JOB: Switch "pixel values" to "integer coordinates" throughout the entries below, then reproduce every line with nothing else altered.
——————————
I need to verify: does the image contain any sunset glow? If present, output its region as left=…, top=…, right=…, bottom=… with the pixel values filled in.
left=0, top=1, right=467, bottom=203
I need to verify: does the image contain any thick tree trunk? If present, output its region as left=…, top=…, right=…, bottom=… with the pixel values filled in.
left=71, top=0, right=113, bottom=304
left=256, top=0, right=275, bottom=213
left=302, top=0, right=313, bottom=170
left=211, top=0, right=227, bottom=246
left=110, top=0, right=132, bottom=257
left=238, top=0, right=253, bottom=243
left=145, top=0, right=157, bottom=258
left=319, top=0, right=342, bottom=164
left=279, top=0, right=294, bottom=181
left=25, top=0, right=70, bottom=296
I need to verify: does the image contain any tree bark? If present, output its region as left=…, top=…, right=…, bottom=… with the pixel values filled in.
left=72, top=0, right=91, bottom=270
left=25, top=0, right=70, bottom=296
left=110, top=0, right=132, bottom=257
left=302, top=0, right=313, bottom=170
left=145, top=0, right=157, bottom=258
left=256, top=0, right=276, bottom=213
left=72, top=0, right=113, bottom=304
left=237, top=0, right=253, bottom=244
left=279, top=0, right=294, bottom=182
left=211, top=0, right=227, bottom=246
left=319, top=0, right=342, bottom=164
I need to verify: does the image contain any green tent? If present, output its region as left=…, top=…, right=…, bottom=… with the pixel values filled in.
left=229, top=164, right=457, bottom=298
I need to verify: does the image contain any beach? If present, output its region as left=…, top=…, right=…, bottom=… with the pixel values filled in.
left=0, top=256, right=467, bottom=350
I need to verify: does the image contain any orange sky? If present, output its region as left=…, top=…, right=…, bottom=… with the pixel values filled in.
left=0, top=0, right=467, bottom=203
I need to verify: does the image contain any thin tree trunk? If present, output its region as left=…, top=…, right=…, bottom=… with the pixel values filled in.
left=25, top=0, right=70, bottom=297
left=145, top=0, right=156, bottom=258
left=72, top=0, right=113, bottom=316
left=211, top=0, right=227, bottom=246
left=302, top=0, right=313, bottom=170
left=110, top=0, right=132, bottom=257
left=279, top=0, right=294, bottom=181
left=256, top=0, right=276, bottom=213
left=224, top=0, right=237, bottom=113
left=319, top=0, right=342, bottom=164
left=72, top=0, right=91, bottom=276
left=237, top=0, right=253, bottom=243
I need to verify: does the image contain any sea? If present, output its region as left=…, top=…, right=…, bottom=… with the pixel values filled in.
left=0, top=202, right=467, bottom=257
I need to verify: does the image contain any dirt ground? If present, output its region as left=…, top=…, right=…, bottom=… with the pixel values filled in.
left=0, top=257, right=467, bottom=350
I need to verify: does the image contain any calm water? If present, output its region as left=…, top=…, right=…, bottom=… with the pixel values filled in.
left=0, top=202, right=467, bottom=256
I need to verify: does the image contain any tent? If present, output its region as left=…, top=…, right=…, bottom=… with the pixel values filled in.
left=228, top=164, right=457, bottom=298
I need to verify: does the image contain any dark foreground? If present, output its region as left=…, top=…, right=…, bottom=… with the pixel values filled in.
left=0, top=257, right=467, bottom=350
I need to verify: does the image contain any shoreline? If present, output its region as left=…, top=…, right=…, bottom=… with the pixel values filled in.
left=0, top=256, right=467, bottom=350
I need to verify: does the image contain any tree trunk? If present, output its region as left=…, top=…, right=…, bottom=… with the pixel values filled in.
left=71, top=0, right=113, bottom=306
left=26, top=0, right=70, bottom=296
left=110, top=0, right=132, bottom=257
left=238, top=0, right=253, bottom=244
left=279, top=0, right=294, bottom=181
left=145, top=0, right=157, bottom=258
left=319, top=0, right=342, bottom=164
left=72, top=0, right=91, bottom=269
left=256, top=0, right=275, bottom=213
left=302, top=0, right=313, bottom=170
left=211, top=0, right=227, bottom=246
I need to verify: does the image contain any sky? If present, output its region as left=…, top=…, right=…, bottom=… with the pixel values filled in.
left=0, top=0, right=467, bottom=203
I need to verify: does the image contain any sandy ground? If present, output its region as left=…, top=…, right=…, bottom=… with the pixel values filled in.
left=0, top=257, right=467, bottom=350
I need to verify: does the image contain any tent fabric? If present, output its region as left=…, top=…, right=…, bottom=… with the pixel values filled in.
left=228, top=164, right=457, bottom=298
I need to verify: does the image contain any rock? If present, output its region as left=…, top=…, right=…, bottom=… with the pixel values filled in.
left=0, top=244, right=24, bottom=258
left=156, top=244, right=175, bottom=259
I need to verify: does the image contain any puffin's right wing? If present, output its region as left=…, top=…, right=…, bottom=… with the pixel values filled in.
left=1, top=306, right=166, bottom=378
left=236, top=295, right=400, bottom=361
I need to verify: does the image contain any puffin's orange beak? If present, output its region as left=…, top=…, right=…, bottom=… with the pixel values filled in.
——————————
SOLUTION:
I need to verify: does the image contain any sunset glow? If present, output its region as left=…, top=…, right=…, bottom=… with the integer coordinates filled in.
left=0, top=1, right=467, bottom=203
I need to verify: does the image contain any thick tree trunk? If present, output its region as left=…, top=…, right=…, bottom=… with the integer coordinates filled in.
left=71, top=0, right=113, bottom=304
left=256, top=0, right=275, bottom=213
left=302, top=0, right=313, bottom=170
left=211, top=0, right=227, bottom=246
left=110, top=0, right=132, bottom=257
left=238, top=0, right=253, bottom=243
left=145, top=0, right=157, bottom=258
left=319, top=0, right=342, bottom=164
left=279, top=0, right=294, bottom=181
left=25, top=0, right=70, bottom=296
I need to verify: does the image contain any tree bark? If present, output its region as left=…, top=…, right=…, bottom=… with the integer coordinates filled in.
left=72, top=0, right=91, bottom=270
left=25, top=0, right=70, bottom=296
left=110, top=0, right=132, bottom=257
left=302, top=0, right=313, bottom=170
left=145, top=0, right=157, bottom=258
left=256, top=0, right=276, bottom=213
left=72, top=0, right=113, bottom=304
left=237, top=0, right=253, bottom=244
left=279, top=0, right=294, bottom=182
left=211, top=0, right=227, bottom=246
left=319, top=0, right=342, bottom=164
I need to verify: does the image contain any green tent? If present, output its region as left=…, top=…, right=…, bottom=… with the integer coordinates filled in.
left=229, top=164, right=457, bottom=298
I need to verify: does the image contain any beach? If present, output its region as left=…, top=…, right=…, bottom=… with the integer coordinates filled in.
left=0, top=256, right=467, bottom=350
I need to verify: does the image contain any orange sky? If present, output its region as left=…, top=…, right=…, bottom=… with the integer coordinates filled in.
left=0, top=0, right=467, bottom=203
I need to verify: does the image contain any thin tree trunk? If present, output its region as left=…, top=…, right=…, bottom=… with the integer coordinates filled in.
left=25, top=0, right=70, bottom=297
left=145, top=0, right=156, bottom=258
left=72, top=0, right=113, bottom=316
left=211, top=0, right=227, bottom=246
left=302, top=0, right=313, bottom=170
left=110, top=0, right=132, bottom=257
left=279, top=0, right=294, bottom=181
left=256, top=0, right=276, bottom=213
left=224, top=0, right=237, bottom=113
left=319, top=0, right=342, bottom=164
left=72, top=0, right=91, bottom=276
left=237, top=0, right=253, bottom=243
I need to verify: does the image contain any sea? If present, output its region as left=…, top=…, right=…, bottom=… with the integer coordinates filled in.
left=0, top=202, right=467, bottom=257
I need to verify: does the image contain any dirt ground? If present, output its region as left=…, top=…, right=…, bottom=… with the integer coordinates filled in.
left=0, top=257, right=467, bottom=350
I need to verify: does the image contain any calm water? If present, output its region as left=…, top=…, right=…, bottom=… with the integer coordinates filled in.
left=0, top=202, right=467, bottom=256
I need to verify: does the image contain any tent? If present, output its region as left=…, top=…, right=…, bottom=… with the integer coordinates filled in.
left=228, top=164, right=457, bottom=298
I need to verify: does the image contain any dark foreground? If present, output its region as left=…, top=…, right=…, bottom=… with the integer coordinates filled in.
left=0, top=257, right=467, bottom=350
I need to verify: does the image contain any shoreline? If present, output its region as left=…, top=…, right=…, bottom=… with the integer coordinates filled in.
left=0, top=256, right=467, bottom=350
I need to verify: does the image contain any tree trunk? If present, output its region as left=…, top=…, right=…, bottom=… with the integer coordinates filled in.
left=71, top=0, right=113, bottom=306
left=26, top=0, right=70, bottom=296
left=110, top=0, right=132, bottom=257
left=238, top=0, right=253, bottom=244
left=279, top=0, right=294, bottom=181
left=145, top=0, right=157, bottom=258
left=319, top=0, right=342, bottom=164
left=72, top=0, right=91, bottom=269
left=256, top=0, right=275, bottom=213
left=302, top=0, right=313, bottom=170
left=211, top=0, right=227, bottom=246
I need to verify: does the image contain any sky? If present, output its region as left=…, top=…, right=…, bottom=… with the integer coordinates filled in.
left=0, top=0, right=467, bottom=203
I need to verify: does the image contain any sandy ground? If present, output its region as left=…, top=…, right=…, bottom=… with the integer coordinates filled in.
left=0, top=257, right=467, bottom=350
I need to verify: does the image contain any tent fabric? If present, output its region as left=…, top=…, right=…, bottom=… with the integer coordinates filled in.
left=228, top=164, right=457, bottom=298
I need to verify: does the image contain any rock? If present, output its region as left=…, top=…, right=…, bottom=… with the integer coordinates filled in.
left=0, top=244, right=24, bottom=258
left=156, top=244, right=175, bottom=259
I need to verify: does the image contain any puffin's right wing? If present, output its region as left=…, top=…, right=…, bottom=… with the integer coordinates filled in.
left=1, top=306, right=166, bottom=378
left=236, top=295, right=400, bottom=361
I need to verify: does the image contain any puffin's orange beak? If present, output its region as left=…, top=…, right=…, bottom=… with the integer coordinates filled in.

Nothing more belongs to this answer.